**Work instructions:** Recast every line of the records below as a Markdown table, omitting blank lines, with a column "Row" for the running row number and a column "Record line" for the line itself.

**Excerpted records:**

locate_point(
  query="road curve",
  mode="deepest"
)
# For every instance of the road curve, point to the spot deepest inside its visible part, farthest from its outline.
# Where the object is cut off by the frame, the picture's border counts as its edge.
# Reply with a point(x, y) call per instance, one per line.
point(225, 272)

**Response:**
| Row | Record line |
|---|---|
| 1 | locate_point( |
| 2 |   query="road curve", |
| 3 |   mode="deepest" |
| 4 | ) |
| 5 | # For every instance of the road curve, point to the spot deepest inside its visible part, farthest from its outline. |
| 6 | # Where the object is cut off by the frame, the picture's border counts as its edge. |
| 7 | # Reply with a point(x, y) call per instance, one per line. |
| 8 | point(225, 272) |